Evidence Based Methods are Weak Because Manuscripts Cannot Talk
In modern critical methods, extant manuscripts which are dated prior to AD 1000 are considered the most valuable or relevant New Testament witnesses. Though data after this time is consulted and considered, it is not given the same weight as earlier manuscripts. This becomes problematic because most of our New Testament manuscripts are from after the data window selected by scholars. Additionally, many of these early manuscripts are without a pedigree, meaning that we do not know who made them, why, and for what. For example, Frederic Kenyon proposed that the Papyri fragments were not used in churches for reading, but actually personal texts that a Christian could carry around and read privately. That means that they were more likely to be paraphrastic, contain errors, or be used outside of the mainstream of orthodoxy. Yet this is just a theory. We simply do not know why they were made, for whom, and how they were used. Such is the case for pretty much all of our early manuscripts. Why is this problematic?
During the time period that our earliest extant manuscripts come from, some of the most heated theological debates were going on regarding the humanity and divinity of Christ. We also have testimony during that time which testify to the tampering of manuscripts. Since we do not know anything about the source of these manuscripts, it is nearly impossible to know if a manuscript was used in an orthodox church, or an Arian church, or wasn’t used in a church at all. What is more important from a data analysis perspective then, is what we do know of the context in which those manuscripts were created. Since theological context is not considered in modern critical approaches, we could very well have a reading in our Greek text that was introduced by Maricon himself and be none the wiser. And even if we do print a reading in our modern Bibles that have been historically questioned as gnostic or Arian, this is not taken into consideration by modern methodology.
That means that while early New Testament manuscript evidence serves a powerful apologetic purpose against claims that Christianity was “invented” at some point around the fourth century, it simply does not have the same kind of weight when it comes to being used for constructing accurate Greek texts. We may reproduce the exact hypothetical archetype for Codex B, for example, and still not know who used it, when that archetype was created, or where that archetype came from. One can say that the archetype of Codex B reaches back to the first century, when in reality it may have been created a month before. We simply cannot know. I will continue to argue on my blog that this is a good thing for the church, as it takes the authority of the Scriptures out of the hands of men. By God’s singular care and providence, He has kept His Word pure, and doesn’t need to be reconstructed.

Directions for this task » From the essay on manuscript evidence, list everything it says would still be unknown even if the hypothetical archetype for Codex B were reproduced perfectly.

Dataset section »
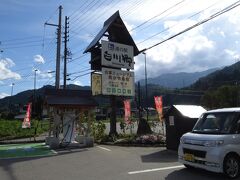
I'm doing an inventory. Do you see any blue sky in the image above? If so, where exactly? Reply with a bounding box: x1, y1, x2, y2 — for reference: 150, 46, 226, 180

Output of the exercise »
- Who used it
- When that archetype was created
- Where that archetype came from